I just read that, 100 years ago, in 1915, Alexander Graham Bell made his first long-distance telephone call. Although no one knew it at the time, it would be the beginning of the death of Western Union telegraphs.
Western Union, which sent its first telegraph message in the late 1850s, was seen as the equivalent of Microsoft, IBM or Apple at the time. Its written messages were regarded as a miracle. Even in 1915, when AT&T carried Bell’s first phone conversation across the continental U.S., the telegraph was still used to carry important communications, like births, deaths, notifications, comings and goings. This, folks thought, would go on and on, but AT&T was installing poles and copper wires like crazy.
In fact, that first phone call between New York City and San Francisco took 130,000 telephone poles and 2,500 tons of copper wire. The installation connected New York to Pittsburgh, to Chicago, to Omaha, to Denver, to Salt Lake City and, finally, to San Francisco.

* **SOURCE DATA**
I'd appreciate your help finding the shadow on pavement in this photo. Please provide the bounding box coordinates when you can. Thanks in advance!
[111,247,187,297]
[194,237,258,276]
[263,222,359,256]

* **WORK TO COMPLETE**
1/ Do these statements agree with the passage on Bell's first long-distance telephone call? (a) Western Union sent its first telegraph message in the late 1850s. (b) The first call between New York City and San Francisco required 2,500 telephone poles. (c) The line reached Denver before it reached Omaha.
2/ Would you extend the passage on Bell's first long-distance telephone call, picking up after its final sentence?

* **ANSWERS FOR THE TASKS**
1/
(a) Yes: "which sent its first telegraph message in the late 1850s."
(b) No: "took 130,000 telephone poles and 2,500 tons of copper wire."
(c) No: "to Omaha, to Denver."

2/
In fact, the “Telegraph” part of American Telephone and Telegraph was still considered important. But, little did they know, not for long. The Ford Model T would never replace a horse and carriage, they said. Electric lighting would never replace oil lamps, they said. Refrigerators would never replace ice boxes, they said. Airplanes would never replace trains, they said. The “they saids” could go on forever, couldn’t they?
I went to work for Western Union in 1964 as an electronics technician, fresh out of tech school. My first job with them was removing old telegraph depots, which used to exist in almost every small town in the Midwest. It was two days here, three days there, all over Minnesota, Iowa and Wisconsin. I saw a lot of small towns in less than a year. Then, I was back in school to postpone getting drafted.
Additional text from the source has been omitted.